[DATA EXTRACT]:
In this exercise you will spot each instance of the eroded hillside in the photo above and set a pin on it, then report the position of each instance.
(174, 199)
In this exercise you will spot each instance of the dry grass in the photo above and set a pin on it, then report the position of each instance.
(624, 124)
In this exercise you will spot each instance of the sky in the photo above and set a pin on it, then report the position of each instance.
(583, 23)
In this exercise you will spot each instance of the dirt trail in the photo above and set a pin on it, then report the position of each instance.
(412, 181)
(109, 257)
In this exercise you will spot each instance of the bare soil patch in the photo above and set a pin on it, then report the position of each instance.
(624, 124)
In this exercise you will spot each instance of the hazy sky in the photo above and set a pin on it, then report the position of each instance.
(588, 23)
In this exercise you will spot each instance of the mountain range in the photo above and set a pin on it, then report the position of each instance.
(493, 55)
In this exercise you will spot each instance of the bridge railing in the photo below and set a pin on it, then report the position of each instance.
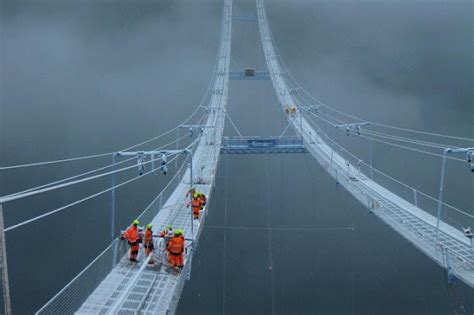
(75, 293)
(451, 215)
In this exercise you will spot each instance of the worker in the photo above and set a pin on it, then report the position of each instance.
(167, 231)
(202, 199)
(191, 192)
(132, 234)
(176, 249)
(196, 204)
(148, 242)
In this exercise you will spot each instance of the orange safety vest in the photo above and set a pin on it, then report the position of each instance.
(176, 245)
(202, 198)
(196, 203)
(148, 237)
(132, 234)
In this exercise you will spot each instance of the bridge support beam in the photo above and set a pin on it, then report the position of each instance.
(262, 145)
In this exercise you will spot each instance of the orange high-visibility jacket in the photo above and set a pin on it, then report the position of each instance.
(196, 203)
(176, 245)
(132, 234)
(148, 237)
(202, 198)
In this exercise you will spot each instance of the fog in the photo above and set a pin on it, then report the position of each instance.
(81, 77)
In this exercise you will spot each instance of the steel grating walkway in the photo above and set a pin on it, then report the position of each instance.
(132, 288)
(451, 249)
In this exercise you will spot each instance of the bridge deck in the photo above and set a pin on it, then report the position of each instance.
(134, 287)
(407, 219)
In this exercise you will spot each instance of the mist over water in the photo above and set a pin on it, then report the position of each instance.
(84, 77)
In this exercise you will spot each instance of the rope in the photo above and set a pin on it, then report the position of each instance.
(125, 149)
(297, 85)
(47, 189)
(81, 200)
(89, 172)
(390, 143)
(394, 179)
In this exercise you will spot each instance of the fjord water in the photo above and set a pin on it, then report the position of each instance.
(82, 77)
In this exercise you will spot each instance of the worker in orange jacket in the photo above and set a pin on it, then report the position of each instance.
(148, 242)
(196, 204)
(175, 249)
(132, 234)
(202, 199)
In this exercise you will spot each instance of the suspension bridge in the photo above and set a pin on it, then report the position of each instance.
(110, 284)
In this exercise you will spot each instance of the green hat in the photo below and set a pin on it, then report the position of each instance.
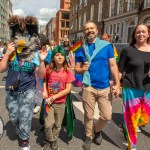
(58, 49)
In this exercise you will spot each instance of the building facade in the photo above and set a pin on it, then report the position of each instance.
(51, 29)
(111, 16)
(5, 13)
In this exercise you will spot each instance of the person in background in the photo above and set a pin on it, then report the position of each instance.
(116, 38)
(22, 60)
(99, 61)
(57, 85)
(39, 81)
(135, 62)
(107, 37)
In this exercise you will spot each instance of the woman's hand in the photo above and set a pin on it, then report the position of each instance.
(116, 90)
(43, 53)
(10, 49)
(50, 100)
(85, 66)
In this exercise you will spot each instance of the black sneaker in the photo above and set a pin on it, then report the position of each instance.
(55, 145)
(97, 138)
(87, 144)
(47, 146)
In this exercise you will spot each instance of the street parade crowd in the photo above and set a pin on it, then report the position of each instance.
(40, 74)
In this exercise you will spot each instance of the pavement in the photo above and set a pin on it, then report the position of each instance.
(113, 138)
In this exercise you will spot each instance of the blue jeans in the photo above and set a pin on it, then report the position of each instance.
(20, 106)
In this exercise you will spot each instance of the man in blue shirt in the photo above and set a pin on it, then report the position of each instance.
(95, 65)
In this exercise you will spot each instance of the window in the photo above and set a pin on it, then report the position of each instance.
(80, 4)
(131, 5)
(79, 22)
(72, 10)
(120, 6)
(76, 8)
(63, 24)
(92, 12)
(65, 15)
(131, 27)
(112, 8)
(85, 2)
(100, 10)
(84, 19)
(147, 3)
(67, 24)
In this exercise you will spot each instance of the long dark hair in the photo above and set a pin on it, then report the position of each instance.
(133, 40)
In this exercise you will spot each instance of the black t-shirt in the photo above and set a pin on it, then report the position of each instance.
(136, 64)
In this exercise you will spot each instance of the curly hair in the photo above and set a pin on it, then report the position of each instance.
(133, 40)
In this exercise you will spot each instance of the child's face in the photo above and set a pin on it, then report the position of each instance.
(59, 58)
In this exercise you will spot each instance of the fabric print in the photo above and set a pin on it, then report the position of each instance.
(54, 85)
(54, 88)
(27, 67)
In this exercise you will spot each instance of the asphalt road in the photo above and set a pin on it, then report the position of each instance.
(113, 138)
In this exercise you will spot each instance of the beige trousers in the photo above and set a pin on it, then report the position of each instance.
(53, 121)
(103, 98)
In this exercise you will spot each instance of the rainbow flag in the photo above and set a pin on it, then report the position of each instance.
(77, 47)
(13, 56)
(115, 54)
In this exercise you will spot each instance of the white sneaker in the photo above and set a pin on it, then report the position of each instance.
(36, 109)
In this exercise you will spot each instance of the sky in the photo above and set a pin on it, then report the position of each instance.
(43, 10)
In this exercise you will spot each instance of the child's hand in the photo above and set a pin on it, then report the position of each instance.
(10, 49)
(50, 100)
(43, 53)
(45, 95)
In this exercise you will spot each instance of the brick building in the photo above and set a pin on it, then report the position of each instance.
(111, 16)
(51, 29)
(80, 12)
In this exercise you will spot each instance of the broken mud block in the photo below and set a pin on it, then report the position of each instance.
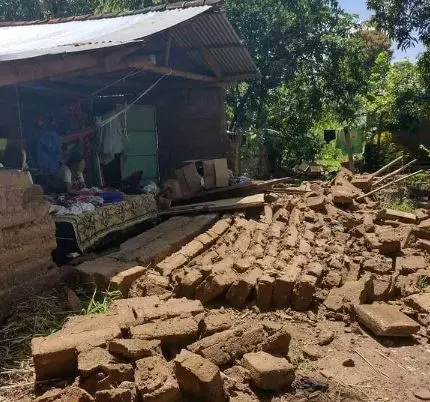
(192, 249)
(256, 251)
(423, 244)
(264, 292)
(215, 285)
(198, 378)
(149, 284)
(419, 302)
(278, 343)
(243, 242)
(303, 292)
(316, 203)
(363, 182)
(315, 269)
(93, 360)
(225, 347)
(395, 215)
(342, 195)
(293, 236)
(333, 279)
(186, 285)
(241, 289)
(381, 287)
(155, 381)
(134, 348)
(117, 395)
(71, 393)
(216, 321)
(284, 285)
(269, 372)
(221, 226)
(242, 265)
(149, 309)
(267, 216)
(124, 279)
(281, 215)
(276, 229)
(385, 320)
(172, 332)
(56, 355)
(99, 360)
(170, 264)
(351, 293)
(379, 264)
(410, 264)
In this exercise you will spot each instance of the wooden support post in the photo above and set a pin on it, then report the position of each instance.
(389, 184)
(168, 49)
(395, 172)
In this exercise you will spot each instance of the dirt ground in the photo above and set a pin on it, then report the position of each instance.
(383, 369)
(333, 244)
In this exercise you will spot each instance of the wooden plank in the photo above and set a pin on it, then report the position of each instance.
(230, 204)
(146, 65)
(16, 72)
(38, 68)
(235, 190)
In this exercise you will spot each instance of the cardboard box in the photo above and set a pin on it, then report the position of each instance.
(209, 174)
(189, 179)
(221, 172)
(172, 189)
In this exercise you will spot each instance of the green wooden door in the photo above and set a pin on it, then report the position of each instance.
(141, 146)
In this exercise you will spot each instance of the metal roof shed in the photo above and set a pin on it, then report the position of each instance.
(148, 39)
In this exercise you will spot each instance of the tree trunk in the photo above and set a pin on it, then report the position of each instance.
(349, 148)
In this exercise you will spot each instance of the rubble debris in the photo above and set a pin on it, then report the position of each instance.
(422, 394)
(419, 302)
(324, 250)
(326, 337)
(71, 393)
(155, 380)
(385, 320)
(269, 372)
(198, 378)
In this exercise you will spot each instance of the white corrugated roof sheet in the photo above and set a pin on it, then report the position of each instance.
(27, 41)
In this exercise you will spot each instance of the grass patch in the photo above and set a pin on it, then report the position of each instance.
(39, 315)
(95, 306)
(405, 205)
(422, 282)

[WHAT NEEDS TO BE DONE]: Copy out exactly the lines from the one containing "In this exercise you will spot each instance of the tree" through the last line above, keeping both end lines.

[COMPLETED TASK]:
In this exercise you will spot each instance of the tree trunk in the photo above and set a pin on it, then report the position of each instance.
(349, 148)
In this exercise you will spot each instance of the rubble debris in the photo above and set a pin on it, then report the position of each instance.
(422, 394)
(419, 302)
(324, 250)
(326, 337)
(71, 393)
(155, 380)
(385, 320)
(269, 372)
(198, 378)
In this exercise you will spot each instance of the white corrugated roof sheet in the photo above and set a pin on it, then report the position of each instance.
(27, 41)
In this exercise you will spot each instance of the grass patch in the photo above and set a pin on it, then report the position of each instance.
(39, 315)
(95, 306)
(405, 205)
(422, 282)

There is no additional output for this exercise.